• AIM OF THE TASK:
For the entries below, report the number of lines where the string "horse" appears, and only that number.

[ENTRIES SHOWN Boundary: Start]

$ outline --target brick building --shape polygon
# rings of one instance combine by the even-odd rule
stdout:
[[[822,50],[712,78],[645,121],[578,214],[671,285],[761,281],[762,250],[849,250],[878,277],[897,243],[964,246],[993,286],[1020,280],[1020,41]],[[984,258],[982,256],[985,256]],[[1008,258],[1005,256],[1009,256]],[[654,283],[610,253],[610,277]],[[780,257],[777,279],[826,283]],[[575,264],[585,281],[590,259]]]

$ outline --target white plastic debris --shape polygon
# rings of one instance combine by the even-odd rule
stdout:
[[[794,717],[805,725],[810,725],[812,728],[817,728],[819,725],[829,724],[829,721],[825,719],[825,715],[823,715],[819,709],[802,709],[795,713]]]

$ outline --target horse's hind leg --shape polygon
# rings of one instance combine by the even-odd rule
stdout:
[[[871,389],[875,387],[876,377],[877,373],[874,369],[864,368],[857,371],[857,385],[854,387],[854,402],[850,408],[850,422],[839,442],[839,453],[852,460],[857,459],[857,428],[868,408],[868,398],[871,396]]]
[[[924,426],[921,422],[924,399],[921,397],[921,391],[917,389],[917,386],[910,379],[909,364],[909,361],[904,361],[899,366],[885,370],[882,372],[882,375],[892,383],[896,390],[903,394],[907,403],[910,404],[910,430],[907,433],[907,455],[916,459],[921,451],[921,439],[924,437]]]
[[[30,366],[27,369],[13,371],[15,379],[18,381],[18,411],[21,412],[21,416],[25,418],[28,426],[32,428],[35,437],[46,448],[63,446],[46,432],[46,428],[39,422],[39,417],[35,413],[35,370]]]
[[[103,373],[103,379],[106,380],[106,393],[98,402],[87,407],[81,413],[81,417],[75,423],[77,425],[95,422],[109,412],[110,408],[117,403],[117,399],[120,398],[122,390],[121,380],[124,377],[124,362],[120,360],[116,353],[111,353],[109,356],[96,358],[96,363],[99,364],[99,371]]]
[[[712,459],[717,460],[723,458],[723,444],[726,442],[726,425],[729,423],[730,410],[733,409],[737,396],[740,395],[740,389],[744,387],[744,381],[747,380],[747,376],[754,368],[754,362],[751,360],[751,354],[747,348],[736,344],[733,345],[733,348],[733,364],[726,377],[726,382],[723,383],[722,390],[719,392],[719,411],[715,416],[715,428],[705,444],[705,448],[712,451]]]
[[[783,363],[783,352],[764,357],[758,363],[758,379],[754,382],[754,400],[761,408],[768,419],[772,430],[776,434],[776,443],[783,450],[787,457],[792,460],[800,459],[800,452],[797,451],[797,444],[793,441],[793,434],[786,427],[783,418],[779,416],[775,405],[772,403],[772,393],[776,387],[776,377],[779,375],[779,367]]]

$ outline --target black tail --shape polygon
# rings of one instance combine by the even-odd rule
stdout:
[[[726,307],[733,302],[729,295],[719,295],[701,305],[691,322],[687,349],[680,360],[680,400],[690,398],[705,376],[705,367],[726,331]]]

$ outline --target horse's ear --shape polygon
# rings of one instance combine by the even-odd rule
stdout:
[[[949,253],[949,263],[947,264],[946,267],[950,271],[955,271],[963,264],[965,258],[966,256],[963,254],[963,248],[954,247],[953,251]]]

[ENTRIES SHOWN Boundary: End]
[ENTRIES SHOWN Boundary: Start]

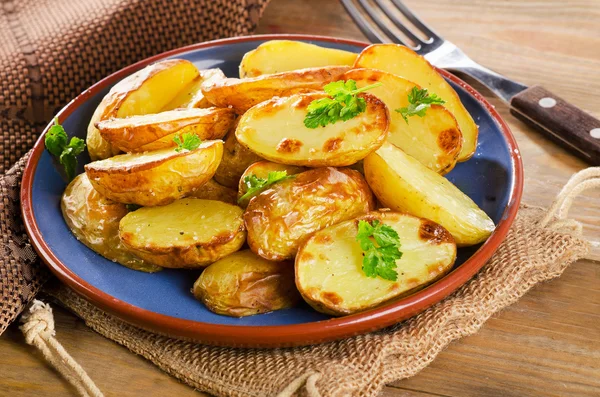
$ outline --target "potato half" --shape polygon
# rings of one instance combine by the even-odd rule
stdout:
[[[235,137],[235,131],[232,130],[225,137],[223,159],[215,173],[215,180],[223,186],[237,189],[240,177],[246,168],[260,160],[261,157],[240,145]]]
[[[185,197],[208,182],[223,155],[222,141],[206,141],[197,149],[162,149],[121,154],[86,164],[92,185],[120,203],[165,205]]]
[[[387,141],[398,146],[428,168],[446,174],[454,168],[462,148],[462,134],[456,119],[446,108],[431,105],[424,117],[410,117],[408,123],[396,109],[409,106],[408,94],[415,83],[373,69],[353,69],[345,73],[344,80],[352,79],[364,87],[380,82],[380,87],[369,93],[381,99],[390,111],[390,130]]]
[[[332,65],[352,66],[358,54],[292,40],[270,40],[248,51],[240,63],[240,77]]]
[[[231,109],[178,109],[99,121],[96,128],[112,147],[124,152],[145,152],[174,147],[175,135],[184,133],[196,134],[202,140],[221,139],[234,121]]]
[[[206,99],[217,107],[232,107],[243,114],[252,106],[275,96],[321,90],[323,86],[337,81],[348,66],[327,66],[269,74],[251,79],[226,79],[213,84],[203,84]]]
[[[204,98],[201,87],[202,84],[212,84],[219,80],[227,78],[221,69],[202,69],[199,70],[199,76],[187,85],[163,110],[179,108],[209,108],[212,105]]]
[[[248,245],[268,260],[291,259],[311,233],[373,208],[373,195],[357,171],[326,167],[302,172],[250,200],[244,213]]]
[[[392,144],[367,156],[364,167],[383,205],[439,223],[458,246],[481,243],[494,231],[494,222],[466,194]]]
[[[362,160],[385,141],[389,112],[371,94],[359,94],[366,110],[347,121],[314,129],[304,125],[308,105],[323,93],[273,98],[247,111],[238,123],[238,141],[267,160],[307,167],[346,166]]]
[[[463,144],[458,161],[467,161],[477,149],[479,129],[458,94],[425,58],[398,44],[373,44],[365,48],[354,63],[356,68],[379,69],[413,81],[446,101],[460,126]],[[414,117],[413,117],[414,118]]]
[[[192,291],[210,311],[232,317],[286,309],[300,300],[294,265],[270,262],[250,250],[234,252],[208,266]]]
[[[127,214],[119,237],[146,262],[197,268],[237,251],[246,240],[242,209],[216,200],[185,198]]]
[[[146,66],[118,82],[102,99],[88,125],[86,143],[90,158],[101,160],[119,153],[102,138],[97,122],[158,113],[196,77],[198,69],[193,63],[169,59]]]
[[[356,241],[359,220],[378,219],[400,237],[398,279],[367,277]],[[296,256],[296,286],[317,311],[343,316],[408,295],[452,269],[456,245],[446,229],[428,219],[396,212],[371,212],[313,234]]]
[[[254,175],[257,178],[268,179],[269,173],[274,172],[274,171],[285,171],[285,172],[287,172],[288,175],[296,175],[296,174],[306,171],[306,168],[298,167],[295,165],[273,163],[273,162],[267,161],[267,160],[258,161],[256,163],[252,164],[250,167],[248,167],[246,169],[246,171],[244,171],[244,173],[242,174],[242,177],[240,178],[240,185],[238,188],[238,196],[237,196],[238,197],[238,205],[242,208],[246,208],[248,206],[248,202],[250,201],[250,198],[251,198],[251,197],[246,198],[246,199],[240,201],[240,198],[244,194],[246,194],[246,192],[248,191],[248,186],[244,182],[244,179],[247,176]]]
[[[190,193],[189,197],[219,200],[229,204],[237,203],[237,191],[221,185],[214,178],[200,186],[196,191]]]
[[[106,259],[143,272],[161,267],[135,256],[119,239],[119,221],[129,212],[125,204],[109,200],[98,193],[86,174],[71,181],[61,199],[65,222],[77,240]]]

[ENTRIES SHOWN Boundary: End]
[ENTRIES SHOWN Boundary: Start]

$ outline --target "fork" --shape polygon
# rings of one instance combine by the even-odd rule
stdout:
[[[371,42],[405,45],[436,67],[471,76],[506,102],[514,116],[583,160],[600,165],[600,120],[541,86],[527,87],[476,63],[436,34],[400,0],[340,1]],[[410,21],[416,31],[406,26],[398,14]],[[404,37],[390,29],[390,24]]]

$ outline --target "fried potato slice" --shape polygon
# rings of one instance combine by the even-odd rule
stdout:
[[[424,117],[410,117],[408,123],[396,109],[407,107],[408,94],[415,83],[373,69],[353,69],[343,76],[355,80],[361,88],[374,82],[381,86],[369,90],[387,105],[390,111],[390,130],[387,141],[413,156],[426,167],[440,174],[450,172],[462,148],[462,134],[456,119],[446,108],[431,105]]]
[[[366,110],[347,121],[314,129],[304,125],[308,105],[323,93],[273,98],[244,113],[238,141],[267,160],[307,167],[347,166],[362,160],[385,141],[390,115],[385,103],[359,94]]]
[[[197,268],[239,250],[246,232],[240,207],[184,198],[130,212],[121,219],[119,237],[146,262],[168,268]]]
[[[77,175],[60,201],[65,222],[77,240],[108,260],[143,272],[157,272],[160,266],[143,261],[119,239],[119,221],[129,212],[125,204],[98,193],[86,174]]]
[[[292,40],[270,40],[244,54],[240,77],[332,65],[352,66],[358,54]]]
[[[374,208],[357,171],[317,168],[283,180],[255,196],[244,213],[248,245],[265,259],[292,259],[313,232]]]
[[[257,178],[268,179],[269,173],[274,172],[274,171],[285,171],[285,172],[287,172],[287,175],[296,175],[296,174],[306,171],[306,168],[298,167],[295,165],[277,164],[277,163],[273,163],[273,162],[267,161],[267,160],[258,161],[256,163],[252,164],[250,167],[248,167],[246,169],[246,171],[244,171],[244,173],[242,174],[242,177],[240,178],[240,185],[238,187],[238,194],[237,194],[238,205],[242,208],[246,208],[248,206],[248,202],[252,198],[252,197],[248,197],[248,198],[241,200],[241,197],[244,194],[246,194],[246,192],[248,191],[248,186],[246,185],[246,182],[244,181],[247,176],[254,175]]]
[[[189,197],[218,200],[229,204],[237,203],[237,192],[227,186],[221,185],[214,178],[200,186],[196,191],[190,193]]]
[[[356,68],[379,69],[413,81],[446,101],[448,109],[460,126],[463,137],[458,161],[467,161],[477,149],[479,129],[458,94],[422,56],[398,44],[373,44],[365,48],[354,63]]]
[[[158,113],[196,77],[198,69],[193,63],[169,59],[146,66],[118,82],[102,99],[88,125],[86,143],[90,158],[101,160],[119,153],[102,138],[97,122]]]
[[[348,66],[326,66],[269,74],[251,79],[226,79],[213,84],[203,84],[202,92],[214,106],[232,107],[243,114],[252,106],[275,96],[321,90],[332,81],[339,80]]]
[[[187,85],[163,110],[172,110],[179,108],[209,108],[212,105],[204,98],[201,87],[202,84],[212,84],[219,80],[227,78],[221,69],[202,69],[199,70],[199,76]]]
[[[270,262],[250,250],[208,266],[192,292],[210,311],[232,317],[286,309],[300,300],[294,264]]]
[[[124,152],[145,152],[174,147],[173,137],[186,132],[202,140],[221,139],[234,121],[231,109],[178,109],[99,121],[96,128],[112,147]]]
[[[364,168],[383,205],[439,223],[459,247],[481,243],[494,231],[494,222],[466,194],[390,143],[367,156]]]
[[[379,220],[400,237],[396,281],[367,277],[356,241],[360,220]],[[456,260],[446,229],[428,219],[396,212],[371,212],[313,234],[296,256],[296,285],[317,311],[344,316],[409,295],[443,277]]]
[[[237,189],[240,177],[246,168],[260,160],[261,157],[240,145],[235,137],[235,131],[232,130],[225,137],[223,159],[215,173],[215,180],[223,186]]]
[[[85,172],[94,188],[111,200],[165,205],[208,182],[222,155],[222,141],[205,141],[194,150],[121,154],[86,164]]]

[ENTRIES SHOWN Boundary: End]

• WRITTEN RESPONSE:
2